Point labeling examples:
______
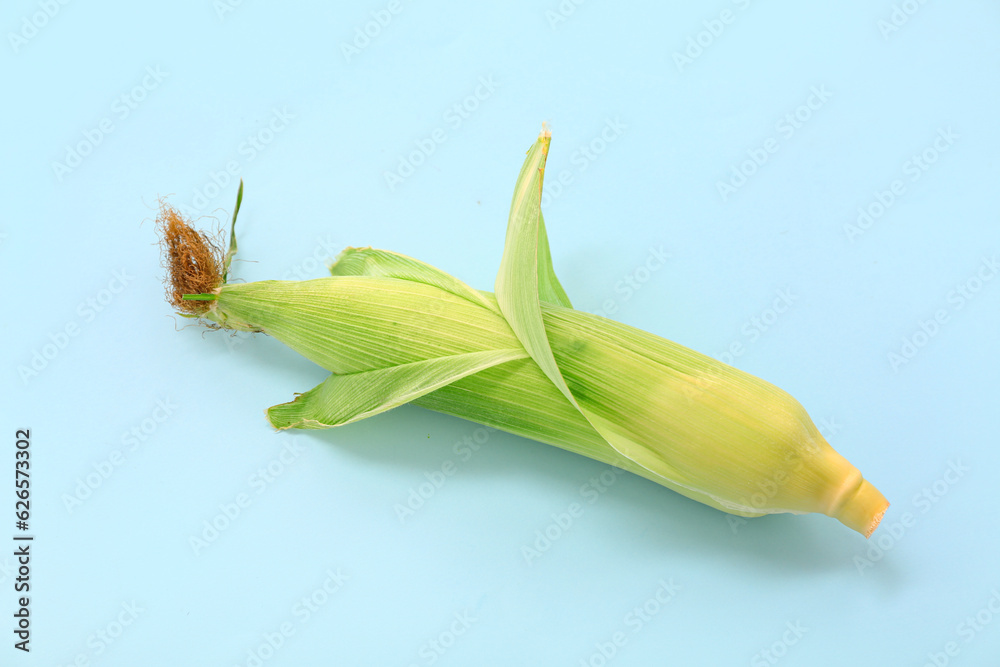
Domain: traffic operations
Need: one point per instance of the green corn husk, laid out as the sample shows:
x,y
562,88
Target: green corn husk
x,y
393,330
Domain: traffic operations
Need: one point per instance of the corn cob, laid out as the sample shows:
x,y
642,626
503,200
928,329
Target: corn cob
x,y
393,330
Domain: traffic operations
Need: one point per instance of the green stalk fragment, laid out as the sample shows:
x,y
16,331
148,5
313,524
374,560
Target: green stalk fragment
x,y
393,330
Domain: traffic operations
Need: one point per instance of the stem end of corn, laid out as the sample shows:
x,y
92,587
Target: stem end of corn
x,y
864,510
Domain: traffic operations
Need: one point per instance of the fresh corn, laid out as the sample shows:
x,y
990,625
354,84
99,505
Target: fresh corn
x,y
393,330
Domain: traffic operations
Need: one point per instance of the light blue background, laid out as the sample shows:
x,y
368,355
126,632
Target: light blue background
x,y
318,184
______
-- What the exercise asks --
Rescale the rows above by writing out every line again except the pictures, with the requests and their sample points left as they are. Multiply each x and y coordinate in the answers by 2.45, rounding to whole numbers with halves going up.

-- Reply to the exercise --
Domain: traffic operations
Need: one point per instance of the green corn husk, laid out as the sample shows:
x,y
562,88
Target: green corn husk
x,y
963,809
Domain: traffic operations
Need: one point per instance of the corn cob, laid out as the sample shows:
x,y
642,626
503,200
928,329
Target: corn cob
x,y
963,809
Domain: traffic operations
Need: one point per instance of the green stalk fragment, laid out as the sample shows:
x,y
16,331
148,5
313,524
374,560
Target: green stalk fragment
x,y
963,809
Domain: traffic operations
Need: one point per instance of the stem end of corn, laid out as the sample shows:
x,y
92,587
Target: stem end of corn
x,y
2117,1250
Domain: traffic operations
Need: one point per instance of the fresh corn, laid out as the sample shows:
x,y
990,625
354,84
99,505
Target: fresh corn
x,y
963,809
Domain: traffic operations
Need: one point per instance of the light blue background, laid out as the sample shows:
x,y
368,355
126,632
Target: light blue background
x,y
779,451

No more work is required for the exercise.